> [REQUIRED ACTIONS]:
1 - Print the stretch of the image-description discussion below from "Hmmm. More likely" through "just AT users.", keeping every character as it stands.
2 - In the image-description discussion below, which attribute does the quoted proposal say authors would no longer need to learn?
3 - Finish out the next part of the image-description discussion below, picking up right after its final sentence.

*** TEXT ***

First of all, you are conflating the editorial and typographic element 
known as a caption -- for which editorial and typographic style guides have 
precedence over the HTML spec. Secondly, you are asking authors to insert 
speed bumps into the content of their captions or related prose. Thirdly, 
all of this would seem to entail 'education', which you have already 
indicated is doomed to fail.


>Similarly, instead of:
>
>    "For important images, add a longdesc="" attribute with a link to a
>    page that describes the image."
>...have:
>    "Make sure important images are described in the prose."
>...or:
>    "For important images, add a link to a page that described the image."
>
>This way authors don't have to learn a new technique (longdesc=""), they
>can just continue using the techniques they use every day, like <a
>href="">. This leads to the information being available to everyone, not
>just ATs, _and_ leads to the author _seeing_ the information and thus
>increases the likelihood that the information will be reviewed.

Hmmm. More likely that authors will not include a long description or a 
summary because style guides would prevent them from doing so.

> > [Frankly, the browser vendors could win a lot of good press by stepping
> > up with the big publishers and provide better accessibility for
> > everybody. A well-written table summary could help a lot of people,
> > especially in financial reports.]
>
>I agree entirely. We should make these summaries available to everyone,
>though, not just AT users.

*** SOURCE EXCERPT ***

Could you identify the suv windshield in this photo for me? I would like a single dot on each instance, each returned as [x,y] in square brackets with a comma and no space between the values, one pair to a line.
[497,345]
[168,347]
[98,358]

***

> [EXERCISE RESPONSES]:
1 -
Hmmm. More likely that authors will not include a long description or a 
summary because style guides would prevent them from doing so.

> > [Frankly, the browser vendors could win a lot of good press by stepping
> > up with the big publishers and provide better accessibility for
> > everybody. A well-written table summary could help a lot of people,
> > especially in financial reports.]
>
>I agree entirely. We should make these summaries available to everyone,
>though, not just AT users.

2 - The longdesc="" attribute.

3 -
Where 'we' is the browser implementors? I don't disagree.

Browser folks, wanna step up and solve this part of the problem?

> > > > I could agree that the publishing market has not yet adopted these
> > > > features as fully as the AT market and its supporters would have
> > > > liked.
> > >
> > > The problem isn't so much lack of adoption so much as the
> > > overwhelmingly incorrect use of the features when they _are_ used.
> >
> > Which relative percentages could be overcome tomorrow if the right
> > publishers flip a switch.
>
>Agreed. But will that happen?

I don't know. I am spending my time discussing this in this forum in the 
hope that somebody will flip that switch and bring some helpful data to the 
table.

> > But the technology has not matured due to a social problem, not a
> > technical failure.
>
>If anything, that makes it worse -- social problems are far harder for us
>to fix than technical failures. We can't just ignore the social problems, 
>we need to route around them.

I agree, but trying to force wheel chairs to use the stairs is not helping.

> > > Consider another attribute, like "axis". This is an attribute intended
> > > for accessibility purposes, just like "summary". Is _it_ mature?
> > > Should we keep it? Drop it? Why?
> >
> > Well, that's not fair either. :-) Axix/axes happens to be a favorite of
> > mine and was the subject of a chapter in an SGML book I completed for
> > Yuri Rubinsky in 1997. If browsers today were able to process axis/axes
> > and its use were adopted more widely it would aid the comprehension of
> > tables.
>
>If. :-)

Ya, I know. I have no power to get browsers to do anything. I used to. In 
Panorama, axis/axes was demonstrated. Get a copy of the book that I 
finished with Yuri Rubinsky. I think that it's still available on Amazon.

It's a bit frustrating that today's browsers still don't do some things 
that Panorama did in 1995.

> > I would keep it in because it costs you nothing to include a feature
> > that you do not expect many/any browsers to implement.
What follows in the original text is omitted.